### Direction
Count the lines in the rows below that contain the string "roselle", treating uppercase and lowercase as different. Give only the number.

A portion of a data file:
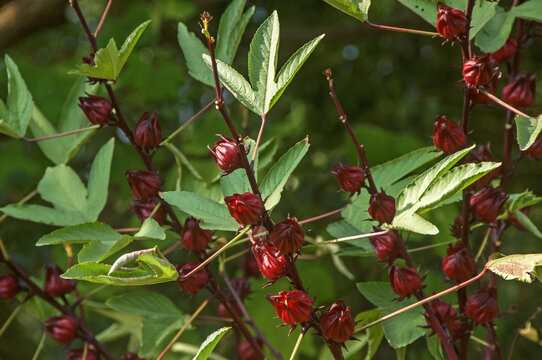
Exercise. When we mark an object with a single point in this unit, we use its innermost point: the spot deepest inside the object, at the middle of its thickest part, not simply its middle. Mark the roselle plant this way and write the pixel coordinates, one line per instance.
(211, 246)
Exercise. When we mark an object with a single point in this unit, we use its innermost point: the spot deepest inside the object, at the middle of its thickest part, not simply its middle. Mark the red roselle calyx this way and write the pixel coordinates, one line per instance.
(337, 323)
(482, 306)
(351, 178)
(193, 236)
(382, 207)
(227, 154)
(9, 286)
(448, 136)
(97, 109)
(404, 281)
(506, 52)
(194, 282)
(292, 307)
(478, 70)
(520, 91)
(54, 285)
(458, 263)
(385, 246)
(288, 236)
(271, 263)
(487, 203)
(61, 328)
(451, 23)
(144, 184)
(148, 132)
(246, 208)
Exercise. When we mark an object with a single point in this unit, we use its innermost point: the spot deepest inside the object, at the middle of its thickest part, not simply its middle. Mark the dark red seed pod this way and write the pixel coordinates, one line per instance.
(194, 282)
(382, 207)
(448, 136)
(351, 178)
(143, 209)
(386, 246)
(451, 23)
(193, 236)
(61, 328)
(292, 307)
(97, 109)
(9, 286)
(288, 236)
(226, 154)
(404, 281)
(520, 91)
(482, 306)
(148, 132)
(77, 354)
(506, 52)
(272, 265)
(246, 208)
(458, 263)
(54, 285)
(478, 70)
(144, 184)
(337, 323)
(487, 203)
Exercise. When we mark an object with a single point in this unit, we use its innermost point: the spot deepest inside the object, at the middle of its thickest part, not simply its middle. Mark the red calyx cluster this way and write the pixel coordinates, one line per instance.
(351, 178)
(54, 285)
(193, 236)
(246, 208)
(193, 283)
(337, 323)
(292, 307)
(448, 136)
(148, 132)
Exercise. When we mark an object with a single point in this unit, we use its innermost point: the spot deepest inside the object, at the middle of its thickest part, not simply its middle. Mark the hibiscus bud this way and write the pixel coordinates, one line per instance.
(54, 285)
(385, 246)
(351, 178)
(478, 70)
(143, 183)
(271, 263)
(193, 236)
(9, 286)
(482, 306)
(288, 236)
(148, 132)
(337, 323)
(194, 282)
(292, 307)
(404, 281)
(77, 354)
(226, 154)
(487, 203)
(506, 52)
(97, 109)
(458, 263)
(448, 136)
(521, 90)
(382, 207)
(451, 23)
(62, 328)
(143, 209)
(246, 208)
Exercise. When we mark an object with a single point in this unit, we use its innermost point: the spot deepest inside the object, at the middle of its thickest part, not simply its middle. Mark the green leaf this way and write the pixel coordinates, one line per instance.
(109, 60)
(528, 130)
(211, 214)
(356, 8)
(210, 343)
(273, 183)
(153, 271)
(521, 267)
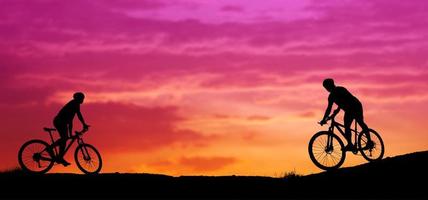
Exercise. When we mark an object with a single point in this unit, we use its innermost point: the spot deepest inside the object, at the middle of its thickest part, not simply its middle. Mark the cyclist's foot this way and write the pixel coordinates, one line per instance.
(349, 147)
(369, 145)
(63, 162)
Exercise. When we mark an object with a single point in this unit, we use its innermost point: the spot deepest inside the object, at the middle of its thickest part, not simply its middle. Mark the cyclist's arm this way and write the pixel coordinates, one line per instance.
(70, 129)
(328, 110)
(79, 115)
(336, 111)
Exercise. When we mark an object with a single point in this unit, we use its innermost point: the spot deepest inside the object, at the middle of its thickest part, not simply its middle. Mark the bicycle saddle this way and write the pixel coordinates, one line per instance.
(49, 129)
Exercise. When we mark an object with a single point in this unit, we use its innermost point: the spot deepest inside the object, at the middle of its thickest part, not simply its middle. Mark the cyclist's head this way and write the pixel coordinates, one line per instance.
(328, 84)
(79, 97)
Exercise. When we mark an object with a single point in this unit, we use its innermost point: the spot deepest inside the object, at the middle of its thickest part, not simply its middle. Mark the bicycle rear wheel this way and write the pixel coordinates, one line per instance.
(88, 159)
(34, 157)
(325, 150)
(373, 150)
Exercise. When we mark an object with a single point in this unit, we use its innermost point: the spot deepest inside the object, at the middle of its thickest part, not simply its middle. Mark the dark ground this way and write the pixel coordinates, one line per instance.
(402, 177)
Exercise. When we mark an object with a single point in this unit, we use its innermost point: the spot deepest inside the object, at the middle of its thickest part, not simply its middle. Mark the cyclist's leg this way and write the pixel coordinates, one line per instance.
(62, 141)
(359, 118)
(347, 121)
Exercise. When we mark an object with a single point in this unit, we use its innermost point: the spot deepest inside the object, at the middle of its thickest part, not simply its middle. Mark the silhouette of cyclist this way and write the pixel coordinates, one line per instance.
(347, 102)
(63, 122)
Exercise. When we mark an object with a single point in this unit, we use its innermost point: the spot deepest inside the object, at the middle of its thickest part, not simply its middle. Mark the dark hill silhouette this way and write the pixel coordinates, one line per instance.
(404, 176)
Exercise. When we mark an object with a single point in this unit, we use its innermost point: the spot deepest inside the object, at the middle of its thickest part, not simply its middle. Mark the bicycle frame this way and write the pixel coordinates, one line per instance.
(340, 127)
(77, 136)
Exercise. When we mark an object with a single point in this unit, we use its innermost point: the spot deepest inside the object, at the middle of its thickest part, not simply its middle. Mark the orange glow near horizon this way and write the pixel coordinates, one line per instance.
(194, 88)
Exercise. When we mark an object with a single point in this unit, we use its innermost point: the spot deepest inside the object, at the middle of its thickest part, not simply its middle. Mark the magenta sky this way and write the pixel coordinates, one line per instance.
(211, 87)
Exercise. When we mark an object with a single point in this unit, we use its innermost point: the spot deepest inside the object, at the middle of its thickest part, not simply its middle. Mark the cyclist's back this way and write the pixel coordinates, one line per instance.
(67, 113)
(345, 100)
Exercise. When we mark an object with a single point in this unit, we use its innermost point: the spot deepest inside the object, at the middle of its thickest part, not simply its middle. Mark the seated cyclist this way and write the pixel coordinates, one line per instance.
(347, 102)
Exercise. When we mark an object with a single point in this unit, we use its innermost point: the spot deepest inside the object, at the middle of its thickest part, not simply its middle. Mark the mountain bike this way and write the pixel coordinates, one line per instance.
(326, 149)
(37, 156)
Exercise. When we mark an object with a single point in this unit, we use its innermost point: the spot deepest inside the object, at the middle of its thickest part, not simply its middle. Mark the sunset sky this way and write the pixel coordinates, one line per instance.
(212, 87)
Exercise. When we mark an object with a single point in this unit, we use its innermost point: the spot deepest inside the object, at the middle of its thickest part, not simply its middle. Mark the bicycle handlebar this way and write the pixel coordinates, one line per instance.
(84, 130)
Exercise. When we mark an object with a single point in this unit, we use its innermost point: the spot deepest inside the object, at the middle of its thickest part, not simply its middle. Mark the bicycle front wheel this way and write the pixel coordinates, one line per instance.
(34, 157)
(325, 150)
(88, 159)
(372, 147)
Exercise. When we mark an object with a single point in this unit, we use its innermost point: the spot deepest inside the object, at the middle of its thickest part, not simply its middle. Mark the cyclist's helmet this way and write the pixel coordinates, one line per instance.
(79, 96)
(328, 83)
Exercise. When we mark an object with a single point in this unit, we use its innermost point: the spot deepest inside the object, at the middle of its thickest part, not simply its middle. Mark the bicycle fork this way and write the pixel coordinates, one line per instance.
(85, 152)
(329, 146)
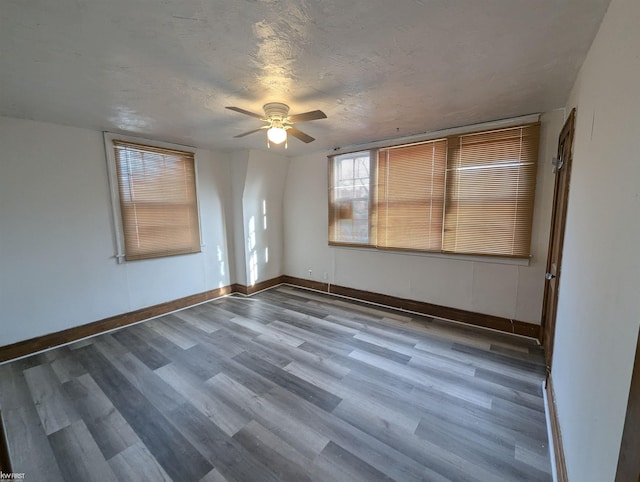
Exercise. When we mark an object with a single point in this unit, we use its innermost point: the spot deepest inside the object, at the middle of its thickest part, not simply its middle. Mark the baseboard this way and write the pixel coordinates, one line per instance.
(429, 309)
(5, 461)
(558, 464)
(263, 285)
(34, 345)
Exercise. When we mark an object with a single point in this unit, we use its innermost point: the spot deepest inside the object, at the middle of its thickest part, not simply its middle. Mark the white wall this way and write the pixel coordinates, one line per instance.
(258, 179)
(57, 241)
(507, 289)
(262, 215)
(599, 297)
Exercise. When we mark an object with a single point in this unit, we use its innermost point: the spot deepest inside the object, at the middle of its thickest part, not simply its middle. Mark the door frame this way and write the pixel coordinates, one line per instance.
(558, 221)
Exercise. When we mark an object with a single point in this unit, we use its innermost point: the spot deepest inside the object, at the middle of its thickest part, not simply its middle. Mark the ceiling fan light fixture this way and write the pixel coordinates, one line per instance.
(277, 135)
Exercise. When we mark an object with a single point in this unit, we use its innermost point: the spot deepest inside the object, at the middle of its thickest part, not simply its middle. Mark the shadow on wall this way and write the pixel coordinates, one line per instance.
(252, 245)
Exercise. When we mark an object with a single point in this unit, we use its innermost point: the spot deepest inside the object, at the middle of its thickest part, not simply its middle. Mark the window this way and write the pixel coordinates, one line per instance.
(411, 195)
(468, 194)
(350, 198)
(158, 205)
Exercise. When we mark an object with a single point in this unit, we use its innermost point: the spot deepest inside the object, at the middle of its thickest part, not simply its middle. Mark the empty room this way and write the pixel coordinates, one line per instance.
(285, 240)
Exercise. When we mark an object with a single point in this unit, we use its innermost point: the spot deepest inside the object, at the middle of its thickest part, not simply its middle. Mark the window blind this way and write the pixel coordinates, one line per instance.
(158, 201)
(410, 194)
(490, 188)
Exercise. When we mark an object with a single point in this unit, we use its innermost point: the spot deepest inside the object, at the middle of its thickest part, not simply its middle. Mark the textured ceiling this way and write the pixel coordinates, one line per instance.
(378, 68)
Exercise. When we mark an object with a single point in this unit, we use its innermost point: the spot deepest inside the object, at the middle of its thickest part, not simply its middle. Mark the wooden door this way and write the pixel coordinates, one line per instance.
(562, 166)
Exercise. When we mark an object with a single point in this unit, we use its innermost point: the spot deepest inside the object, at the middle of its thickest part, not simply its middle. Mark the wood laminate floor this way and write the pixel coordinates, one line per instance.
(285, 385)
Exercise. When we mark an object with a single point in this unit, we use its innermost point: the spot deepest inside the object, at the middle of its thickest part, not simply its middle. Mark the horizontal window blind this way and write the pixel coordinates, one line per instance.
(410, 195)
(490, 188)
(158, 201)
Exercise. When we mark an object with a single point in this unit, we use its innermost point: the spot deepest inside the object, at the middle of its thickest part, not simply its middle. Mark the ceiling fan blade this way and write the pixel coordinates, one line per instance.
(246, 112)
(313, 115)
(298, 134)
(251, 132)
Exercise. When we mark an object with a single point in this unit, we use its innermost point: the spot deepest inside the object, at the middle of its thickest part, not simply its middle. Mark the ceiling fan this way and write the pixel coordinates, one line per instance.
(280, 123)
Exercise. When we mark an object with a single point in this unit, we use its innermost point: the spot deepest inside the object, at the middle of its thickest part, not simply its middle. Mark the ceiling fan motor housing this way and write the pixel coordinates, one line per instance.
(276, 111)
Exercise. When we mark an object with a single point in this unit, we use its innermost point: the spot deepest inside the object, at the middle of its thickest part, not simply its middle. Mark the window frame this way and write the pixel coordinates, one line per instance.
(451, 134)
(372, 199)
(114, 191)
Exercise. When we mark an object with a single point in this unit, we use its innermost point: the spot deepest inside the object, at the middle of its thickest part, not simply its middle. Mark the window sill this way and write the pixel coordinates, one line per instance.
(431, 254)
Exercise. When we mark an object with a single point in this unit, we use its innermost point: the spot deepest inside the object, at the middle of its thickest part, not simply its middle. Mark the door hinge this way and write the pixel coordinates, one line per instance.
(557, 164)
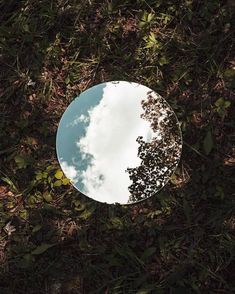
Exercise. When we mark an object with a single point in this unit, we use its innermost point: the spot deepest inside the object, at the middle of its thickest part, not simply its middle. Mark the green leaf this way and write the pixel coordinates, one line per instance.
(148, 253)
(42, 248)
(65, 181)
(59, 174)
(57, 183)
(20, 161)
(47, 196)
(219, 102)
(87, 213)
(229, 73)
(36, 228)
(208, 143)
(117, 223)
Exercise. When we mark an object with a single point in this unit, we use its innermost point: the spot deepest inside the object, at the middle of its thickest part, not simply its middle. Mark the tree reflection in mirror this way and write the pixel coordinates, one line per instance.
(119, 142)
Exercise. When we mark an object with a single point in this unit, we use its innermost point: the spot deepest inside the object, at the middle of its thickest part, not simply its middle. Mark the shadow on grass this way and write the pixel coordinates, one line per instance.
(180, 241)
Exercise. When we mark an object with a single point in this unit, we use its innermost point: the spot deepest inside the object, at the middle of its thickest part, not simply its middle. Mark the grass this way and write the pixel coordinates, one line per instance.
(53, 240)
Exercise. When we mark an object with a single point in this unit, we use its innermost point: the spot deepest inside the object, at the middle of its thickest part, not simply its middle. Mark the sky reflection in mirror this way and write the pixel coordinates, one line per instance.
(118, 142)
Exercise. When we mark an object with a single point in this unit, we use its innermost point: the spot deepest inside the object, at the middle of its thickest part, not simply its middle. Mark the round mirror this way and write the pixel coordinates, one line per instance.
(119, 142)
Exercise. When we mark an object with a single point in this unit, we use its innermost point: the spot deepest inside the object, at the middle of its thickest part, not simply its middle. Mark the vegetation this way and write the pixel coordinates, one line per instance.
(53, 240)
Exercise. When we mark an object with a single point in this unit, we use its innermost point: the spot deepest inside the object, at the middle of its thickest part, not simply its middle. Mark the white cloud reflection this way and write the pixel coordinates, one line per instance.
(70, 171)
(110, 138)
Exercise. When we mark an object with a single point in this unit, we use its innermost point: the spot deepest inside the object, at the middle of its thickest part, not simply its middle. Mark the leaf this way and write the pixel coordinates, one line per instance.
(65, 181)
(59, 174)
(148, 253)
(58, 183)
(23, 161)
(47, 196)
(87, 213)
(20, 161)
(42, 248)
(117, 222)
(36, 228)
(208, 143)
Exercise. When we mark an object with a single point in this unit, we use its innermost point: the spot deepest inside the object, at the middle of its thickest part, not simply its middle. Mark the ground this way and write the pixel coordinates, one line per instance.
(53, 240)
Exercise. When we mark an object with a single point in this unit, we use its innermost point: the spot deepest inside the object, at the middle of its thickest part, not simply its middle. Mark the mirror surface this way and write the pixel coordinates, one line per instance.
(118, 142)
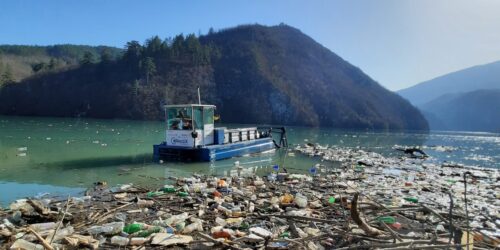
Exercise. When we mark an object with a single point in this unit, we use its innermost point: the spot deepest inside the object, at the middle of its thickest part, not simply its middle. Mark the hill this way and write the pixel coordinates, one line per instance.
(471, 111)
(485, 76)
(18, 62)
(253, 73)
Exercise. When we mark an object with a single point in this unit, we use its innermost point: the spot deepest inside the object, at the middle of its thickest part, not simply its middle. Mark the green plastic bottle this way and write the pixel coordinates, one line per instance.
(132, 228)
(182, 194)
(412, 199)
(331, 200)
(153, 194)
(146, 233)
(387, 219)
(285, 235)
(168, 189)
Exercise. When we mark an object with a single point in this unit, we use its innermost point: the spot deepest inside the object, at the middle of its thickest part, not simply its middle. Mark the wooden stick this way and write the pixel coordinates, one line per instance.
(60, 222)
(40, 238)
(355, 215)
(396, 236)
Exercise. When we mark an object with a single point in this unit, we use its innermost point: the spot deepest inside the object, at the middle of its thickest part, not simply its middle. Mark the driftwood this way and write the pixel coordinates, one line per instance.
(355, 215)
(41, 239)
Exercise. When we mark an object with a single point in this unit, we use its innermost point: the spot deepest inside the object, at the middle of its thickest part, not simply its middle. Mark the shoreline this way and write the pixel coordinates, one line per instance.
(359, 204)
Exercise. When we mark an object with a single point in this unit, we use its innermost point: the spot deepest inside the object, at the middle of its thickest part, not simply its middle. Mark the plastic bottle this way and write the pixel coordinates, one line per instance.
(183, 194)
(195, 226)
(23, 244)
(153, 194)
(300, 200)
(149, 231)
(43, 226)
(387, 219)
(176, 219)
(287, 198)
(168, 189)
(109, 228)
(180, 226)
(412, 199)
(132, 228)
(120, 241)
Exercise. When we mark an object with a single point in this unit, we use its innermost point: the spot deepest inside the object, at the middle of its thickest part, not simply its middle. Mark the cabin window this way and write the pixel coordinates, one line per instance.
(198, 117)
(180, 118)
(208, 116)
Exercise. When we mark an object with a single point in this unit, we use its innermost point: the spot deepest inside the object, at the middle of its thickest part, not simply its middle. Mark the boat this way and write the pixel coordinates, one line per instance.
(192, 136)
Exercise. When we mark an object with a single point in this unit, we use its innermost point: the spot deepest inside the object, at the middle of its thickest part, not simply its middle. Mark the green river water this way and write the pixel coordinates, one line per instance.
(64, 156)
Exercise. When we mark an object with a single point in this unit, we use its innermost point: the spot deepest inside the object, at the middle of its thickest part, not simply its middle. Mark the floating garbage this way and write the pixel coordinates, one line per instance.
(356, 205)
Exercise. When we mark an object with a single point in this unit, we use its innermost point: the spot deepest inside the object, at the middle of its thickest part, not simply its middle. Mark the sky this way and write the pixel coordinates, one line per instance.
(398, 43)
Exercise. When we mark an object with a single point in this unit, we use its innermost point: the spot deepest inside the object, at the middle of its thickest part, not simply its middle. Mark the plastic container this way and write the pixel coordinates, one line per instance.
(173, 220)
(119, 240)
(132, 228)
(168, 189)
(109, 228)
(300, 200)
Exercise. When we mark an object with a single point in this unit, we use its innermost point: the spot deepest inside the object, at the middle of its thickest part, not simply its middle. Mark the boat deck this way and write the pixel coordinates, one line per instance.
(212, 152)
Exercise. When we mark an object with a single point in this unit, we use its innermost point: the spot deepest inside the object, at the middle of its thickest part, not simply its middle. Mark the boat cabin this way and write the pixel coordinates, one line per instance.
(191, 136)
(189, 125)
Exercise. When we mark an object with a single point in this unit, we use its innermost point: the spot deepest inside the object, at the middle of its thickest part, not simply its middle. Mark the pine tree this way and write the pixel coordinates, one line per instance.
(149, 67)
(7, 76)
(88, 58)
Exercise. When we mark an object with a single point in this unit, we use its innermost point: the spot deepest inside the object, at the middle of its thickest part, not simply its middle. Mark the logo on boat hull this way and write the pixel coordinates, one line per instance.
(178, 141)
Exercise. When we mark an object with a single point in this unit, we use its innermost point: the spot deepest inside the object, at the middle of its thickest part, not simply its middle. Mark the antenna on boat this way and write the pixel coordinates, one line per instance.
(199, 98)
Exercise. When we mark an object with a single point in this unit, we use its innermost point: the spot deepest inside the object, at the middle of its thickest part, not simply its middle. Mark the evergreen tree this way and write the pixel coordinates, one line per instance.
(53, 63)
(106, 56)
(36, 67)
(88, 58)
(7, 76)
(149, 67)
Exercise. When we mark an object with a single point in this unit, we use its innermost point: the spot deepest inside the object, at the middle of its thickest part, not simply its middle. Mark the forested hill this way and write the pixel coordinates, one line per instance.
(253, 73)
(18, 62)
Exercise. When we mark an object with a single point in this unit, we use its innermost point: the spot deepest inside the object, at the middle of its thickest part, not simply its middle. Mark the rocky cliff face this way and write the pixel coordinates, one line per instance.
(254, 74)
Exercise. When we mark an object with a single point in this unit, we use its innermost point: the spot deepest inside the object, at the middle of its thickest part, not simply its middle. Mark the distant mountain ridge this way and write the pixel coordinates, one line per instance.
(471, 111)
(26, 60)
(253, 73)
(465, 100)
(485, 76)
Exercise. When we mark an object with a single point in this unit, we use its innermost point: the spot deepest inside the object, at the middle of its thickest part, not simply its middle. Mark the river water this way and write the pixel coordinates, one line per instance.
(64, 156)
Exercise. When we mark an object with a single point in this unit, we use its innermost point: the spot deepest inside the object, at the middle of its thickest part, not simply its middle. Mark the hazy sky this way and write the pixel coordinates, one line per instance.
(398, 43)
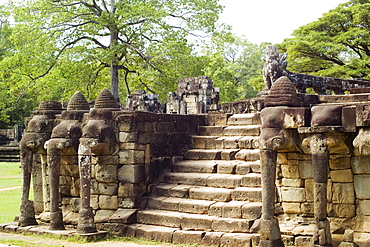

### Output of the task
2